MATERIAL SUPPLIED ::
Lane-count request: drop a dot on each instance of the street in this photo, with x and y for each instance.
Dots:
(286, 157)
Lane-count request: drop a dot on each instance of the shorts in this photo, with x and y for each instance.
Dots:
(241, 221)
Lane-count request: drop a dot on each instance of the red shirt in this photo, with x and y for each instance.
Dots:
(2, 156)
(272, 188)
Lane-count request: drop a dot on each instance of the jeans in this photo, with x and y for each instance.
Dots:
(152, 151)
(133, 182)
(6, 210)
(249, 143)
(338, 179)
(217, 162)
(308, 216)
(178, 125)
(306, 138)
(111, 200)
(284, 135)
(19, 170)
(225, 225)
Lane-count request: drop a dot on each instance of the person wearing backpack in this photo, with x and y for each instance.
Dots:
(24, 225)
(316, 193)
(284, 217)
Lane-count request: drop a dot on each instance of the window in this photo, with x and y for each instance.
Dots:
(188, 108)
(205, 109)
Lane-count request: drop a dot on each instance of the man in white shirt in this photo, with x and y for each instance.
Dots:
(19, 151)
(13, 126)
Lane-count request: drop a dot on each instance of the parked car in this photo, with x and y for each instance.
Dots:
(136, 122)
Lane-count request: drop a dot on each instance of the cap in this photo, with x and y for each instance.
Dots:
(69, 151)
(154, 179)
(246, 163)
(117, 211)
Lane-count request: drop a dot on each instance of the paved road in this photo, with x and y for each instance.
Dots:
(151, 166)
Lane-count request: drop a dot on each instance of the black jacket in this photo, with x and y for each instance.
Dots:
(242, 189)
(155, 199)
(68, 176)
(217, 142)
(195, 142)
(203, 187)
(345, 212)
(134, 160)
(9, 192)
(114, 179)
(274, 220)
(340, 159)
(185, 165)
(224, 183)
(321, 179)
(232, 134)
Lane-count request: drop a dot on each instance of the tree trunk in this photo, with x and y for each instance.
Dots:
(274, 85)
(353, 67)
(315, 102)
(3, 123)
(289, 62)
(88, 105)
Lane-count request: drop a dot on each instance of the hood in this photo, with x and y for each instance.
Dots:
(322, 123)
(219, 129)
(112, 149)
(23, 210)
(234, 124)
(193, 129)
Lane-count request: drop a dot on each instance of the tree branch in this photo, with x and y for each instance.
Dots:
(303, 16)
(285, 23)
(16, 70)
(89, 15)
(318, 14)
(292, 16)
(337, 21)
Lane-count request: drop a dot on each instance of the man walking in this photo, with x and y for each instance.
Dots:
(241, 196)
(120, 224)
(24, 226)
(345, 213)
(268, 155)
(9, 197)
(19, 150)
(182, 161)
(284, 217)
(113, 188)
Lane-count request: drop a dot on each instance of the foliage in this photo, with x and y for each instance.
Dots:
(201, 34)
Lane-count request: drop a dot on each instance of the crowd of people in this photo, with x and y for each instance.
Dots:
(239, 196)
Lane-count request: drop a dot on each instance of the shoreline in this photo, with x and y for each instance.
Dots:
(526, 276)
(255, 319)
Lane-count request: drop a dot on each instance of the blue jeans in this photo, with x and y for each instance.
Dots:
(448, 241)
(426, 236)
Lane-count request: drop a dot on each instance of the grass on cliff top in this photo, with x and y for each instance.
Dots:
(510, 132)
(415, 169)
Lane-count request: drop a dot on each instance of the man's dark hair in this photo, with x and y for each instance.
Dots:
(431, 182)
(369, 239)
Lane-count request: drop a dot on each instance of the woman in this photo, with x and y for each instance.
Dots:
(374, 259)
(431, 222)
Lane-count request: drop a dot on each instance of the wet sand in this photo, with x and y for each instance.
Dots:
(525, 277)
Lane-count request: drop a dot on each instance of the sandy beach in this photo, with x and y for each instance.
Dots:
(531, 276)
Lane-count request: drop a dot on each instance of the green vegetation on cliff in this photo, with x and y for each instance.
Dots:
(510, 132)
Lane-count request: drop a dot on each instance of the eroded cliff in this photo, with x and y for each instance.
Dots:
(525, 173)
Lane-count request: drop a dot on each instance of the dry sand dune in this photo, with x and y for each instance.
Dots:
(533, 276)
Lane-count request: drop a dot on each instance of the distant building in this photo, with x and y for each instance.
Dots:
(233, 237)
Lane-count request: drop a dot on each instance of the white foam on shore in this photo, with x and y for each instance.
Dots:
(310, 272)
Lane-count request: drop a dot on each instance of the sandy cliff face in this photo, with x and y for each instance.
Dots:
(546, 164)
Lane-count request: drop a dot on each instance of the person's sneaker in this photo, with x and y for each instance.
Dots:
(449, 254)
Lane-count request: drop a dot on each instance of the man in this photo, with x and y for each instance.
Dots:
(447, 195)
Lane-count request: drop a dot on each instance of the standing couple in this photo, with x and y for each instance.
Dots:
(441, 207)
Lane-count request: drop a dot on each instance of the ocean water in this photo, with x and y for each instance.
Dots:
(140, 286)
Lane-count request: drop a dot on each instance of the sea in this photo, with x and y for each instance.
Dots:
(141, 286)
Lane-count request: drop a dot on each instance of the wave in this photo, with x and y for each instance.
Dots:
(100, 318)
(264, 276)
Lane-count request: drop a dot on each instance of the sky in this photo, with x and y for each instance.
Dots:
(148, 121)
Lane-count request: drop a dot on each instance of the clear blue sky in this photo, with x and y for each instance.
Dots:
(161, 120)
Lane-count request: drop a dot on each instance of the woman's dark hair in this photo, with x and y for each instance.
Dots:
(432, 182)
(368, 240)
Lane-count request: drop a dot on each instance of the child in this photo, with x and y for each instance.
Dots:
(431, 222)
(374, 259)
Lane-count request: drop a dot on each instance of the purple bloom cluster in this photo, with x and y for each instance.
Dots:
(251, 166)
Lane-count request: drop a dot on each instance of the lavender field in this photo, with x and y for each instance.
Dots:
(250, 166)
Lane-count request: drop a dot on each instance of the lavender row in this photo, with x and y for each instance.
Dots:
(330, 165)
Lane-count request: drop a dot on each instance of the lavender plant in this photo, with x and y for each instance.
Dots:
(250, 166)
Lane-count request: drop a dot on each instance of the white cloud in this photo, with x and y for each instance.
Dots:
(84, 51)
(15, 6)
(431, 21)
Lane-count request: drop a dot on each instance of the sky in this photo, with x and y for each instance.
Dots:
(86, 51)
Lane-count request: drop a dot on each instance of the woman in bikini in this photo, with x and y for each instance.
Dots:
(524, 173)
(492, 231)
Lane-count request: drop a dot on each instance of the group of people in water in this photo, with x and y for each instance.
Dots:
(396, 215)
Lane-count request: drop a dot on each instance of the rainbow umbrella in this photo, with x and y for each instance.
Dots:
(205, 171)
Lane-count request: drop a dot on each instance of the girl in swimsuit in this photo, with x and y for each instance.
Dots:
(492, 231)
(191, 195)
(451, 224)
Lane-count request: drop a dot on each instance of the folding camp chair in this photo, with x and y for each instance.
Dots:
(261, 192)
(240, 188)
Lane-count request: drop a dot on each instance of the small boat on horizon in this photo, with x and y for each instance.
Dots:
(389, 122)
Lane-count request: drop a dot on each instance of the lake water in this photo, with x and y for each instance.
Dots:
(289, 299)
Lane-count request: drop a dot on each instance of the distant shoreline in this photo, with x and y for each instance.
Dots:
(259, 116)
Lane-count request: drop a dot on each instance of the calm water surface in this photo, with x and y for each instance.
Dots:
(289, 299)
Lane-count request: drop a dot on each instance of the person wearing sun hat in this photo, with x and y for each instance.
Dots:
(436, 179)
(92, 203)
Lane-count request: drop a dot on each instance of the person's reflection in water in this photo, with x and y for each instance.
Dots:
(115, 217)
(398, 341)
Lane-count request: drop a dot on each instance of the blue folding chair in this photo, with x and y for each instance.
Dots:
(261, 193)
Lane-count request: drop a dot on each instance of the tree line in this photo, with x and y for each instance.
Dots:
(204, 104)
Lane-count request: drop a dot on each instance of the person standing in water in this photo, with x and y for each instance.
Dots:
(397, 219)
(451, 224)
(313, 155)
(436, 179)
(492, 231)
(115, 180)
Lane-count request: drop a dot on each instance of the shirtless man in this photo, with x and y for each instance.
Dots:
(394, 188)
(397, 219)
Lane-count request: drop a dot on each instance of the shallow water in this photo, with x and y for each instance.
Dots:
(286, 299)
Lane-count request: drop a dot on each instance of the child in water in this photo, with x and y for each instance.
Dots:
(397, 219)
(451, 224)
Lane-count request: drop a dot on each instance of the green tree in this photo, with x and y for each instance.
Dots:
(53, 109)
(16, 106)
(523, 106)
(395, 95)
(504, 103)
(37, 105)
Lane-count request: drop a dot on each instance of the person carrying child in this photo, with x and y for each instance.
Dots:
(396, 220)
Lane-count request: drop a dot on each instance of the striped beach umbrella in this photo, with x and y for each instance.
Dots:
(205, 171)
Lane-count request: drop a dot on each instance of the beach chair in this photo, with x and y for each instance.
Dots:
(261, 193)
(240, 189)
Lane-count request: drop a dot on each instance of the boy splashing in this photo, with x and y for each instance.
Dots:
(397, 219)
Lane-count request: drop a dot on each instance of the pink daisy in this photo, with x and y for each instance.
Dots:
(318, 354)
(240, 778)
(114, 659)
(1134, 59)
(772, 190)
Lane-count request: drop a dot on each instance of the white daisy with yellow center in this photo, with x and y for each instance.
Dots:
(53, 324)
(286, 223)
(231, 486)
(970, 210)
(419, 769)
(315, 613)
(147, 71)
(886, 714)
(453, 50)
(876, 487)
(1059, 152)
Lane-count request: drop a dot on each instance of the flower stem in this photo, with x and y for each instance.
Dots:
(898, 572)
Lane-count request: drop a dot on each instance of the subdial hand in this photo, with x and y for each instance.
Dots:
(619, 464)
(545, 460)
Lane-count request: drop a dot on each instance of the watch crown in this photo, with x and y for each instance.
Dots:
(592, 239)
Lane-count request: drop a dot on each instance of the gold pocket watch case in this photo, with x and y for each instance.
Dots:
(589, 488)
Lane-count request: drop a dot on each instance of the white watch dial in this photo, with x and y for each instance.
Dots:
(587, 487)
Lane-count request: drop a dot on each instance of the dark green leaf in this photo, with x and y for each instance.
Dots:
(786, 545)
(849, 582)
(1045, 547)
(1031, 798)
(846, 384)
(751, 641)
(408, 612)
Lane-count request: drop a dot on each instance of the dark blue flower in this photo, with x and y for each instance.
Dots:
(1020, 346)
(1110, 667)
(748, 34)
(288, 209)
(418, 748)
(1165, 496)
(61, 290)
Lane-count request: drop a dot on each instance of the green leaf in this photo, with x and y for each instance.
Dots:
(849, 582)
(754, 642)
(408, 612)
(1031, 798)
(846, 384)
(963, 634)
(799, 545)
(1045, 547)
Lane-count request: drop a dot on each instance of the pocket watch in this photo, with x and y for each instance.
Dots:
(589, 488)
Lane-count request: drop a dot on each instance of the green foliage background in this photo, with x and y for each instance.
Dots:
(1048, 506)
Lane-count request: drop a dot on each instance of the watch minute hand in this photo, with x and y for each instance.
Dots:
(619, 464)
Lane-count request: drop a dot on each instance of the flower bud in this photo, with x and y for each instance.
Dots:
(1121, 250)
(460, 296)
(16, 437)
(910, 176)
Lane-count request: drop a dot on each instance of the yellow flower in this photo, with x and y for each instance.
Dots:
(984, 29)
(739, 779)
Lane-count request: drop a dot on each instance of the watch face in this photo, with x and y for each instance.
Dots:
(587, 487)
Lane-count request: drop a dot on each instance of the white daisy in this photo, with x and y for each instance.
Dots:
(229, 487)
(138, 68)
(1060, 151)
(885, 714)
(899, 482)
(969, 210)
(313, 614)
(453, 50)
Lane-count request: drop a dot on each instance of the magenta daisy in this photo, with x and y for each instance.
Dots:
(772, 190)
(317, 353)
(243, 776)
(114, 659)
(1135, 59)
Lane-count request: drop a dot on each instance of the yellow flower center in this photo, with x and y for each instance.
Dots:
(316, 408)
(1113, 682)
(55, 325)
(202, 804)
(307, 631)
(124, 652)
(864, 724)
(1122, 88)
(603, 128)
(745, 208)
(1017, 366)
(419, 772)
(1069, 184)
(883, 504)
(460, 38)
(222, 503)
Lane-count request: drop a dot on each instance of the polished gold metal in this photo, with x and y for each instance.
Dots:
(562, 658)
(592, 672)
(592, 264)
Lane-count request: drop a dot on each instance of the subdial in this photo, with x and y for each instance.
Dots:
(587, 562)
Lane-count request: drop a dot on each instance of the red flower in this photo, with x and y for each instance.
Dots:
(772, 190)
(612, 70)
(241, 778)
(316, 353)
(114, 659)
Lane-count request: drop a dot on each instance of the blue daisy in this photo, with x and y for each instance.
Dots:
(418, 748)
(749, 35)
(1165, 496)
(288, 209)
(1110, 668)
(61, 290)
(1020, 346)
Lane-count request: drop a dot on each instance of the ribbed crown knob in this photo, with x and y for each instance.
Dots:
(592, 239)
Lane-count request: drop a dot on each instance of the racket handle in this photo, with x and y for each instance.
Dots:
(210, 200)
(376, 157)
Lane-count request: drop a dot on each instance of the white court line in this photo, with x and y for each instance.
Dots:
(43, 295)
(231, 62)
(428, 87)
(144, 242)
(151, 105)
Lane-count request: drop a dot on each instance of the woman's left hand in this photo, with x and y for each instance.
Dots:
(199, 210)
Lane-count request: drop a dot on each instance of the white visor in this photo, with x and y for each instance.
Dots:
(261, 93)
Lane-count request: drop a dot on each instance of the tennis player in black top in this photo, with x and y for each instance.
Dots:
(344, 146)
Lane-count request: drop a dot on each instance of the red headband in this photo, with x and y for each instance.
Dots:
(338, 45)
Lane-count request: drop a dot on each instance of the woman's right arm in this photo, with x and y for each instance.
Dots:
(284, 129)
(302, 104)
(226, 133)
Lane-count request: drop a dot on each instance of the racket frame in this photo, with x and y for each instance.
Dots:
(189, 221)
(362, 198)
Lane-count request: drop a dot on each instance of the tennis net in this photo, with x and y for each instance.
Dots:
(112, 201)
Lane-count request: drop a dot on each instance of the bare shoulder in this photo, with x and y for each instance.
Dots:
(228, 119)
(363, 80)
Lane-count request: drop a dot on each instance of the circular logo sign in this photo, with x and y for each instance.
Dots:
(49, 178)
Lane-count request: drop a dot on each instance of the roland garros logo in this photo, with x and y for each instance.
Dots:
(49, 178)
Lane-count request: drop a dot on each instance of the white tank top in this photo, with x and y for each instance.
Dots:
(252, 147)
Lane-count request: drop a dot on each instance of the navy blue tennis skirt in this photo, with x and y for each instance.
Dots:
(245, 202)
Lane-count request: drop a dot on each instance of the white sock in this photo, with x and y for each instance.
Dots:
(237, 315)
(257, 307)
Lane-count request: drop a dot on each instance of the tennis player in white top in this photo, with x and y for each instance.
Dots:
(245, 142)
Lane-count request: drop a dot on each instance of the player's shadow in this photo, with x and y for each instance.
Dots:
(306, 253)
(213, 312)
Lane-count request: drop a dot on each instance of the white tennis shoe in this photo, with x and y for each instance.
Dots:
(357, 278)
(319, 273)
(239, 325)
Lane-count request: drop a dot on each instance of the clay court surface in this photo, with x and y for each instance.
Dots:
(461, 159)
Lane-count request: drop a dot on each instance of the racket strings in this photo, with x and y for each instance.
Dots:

DO THIS ::
From the line containing "Lane-count request: drop a dot on each instance of the circular" down to the final line of the data, write out every line exactly; both the first and last of these belong in your answer, and nothing else does.

REPLY ::
Lane-count request: drop a dot on each instance of the circular logo sign in this photo, with x and y for each instance.
Dots:
(49, 178)
Lane-count request: drop a dot on each instance of the roland garros logo in this photo, with x and y for each instance.
Dots:
(49, 178)
Lane-count request: drop a dot on each instance of the white tank top in this photo, with x and y for each instance.
Dots:
(252, 147)
Lane-count request: drop a dot on each instance of the navy blue tennis skirt in this photo, with x and y for each instance.
Dots:
(245, 202)
Lane-count request: drop a dot on each instance of the white sock in this photo, with x and y for each instance.
Dots:
(237, 315)
(257, 307)
Lane-count request: drop a dot on each instance of the tennis player in white top in this photo, with x and y for each instance.
Dots:
(245, 142)
Lane-count request: drop a dot on each instance of the player's shadow in this photo, with x and y for each instance.
Dots:
(306, 253)
(213, 312)
Lane-count request: drop a dot on each instance of the white tennis shoe in this photo, with x and y for each instance.
Dots:
(357, 278)
(319, 273)
(239, 325)
Lane-count request: drop a dot on each instance of the clay court surface in this photo, with x and y for each instance.
Dots:
(461, 159)
Lane-count request: drop a dot on each instance of the racket strings in this photo, with x and y for each instance.
Dots:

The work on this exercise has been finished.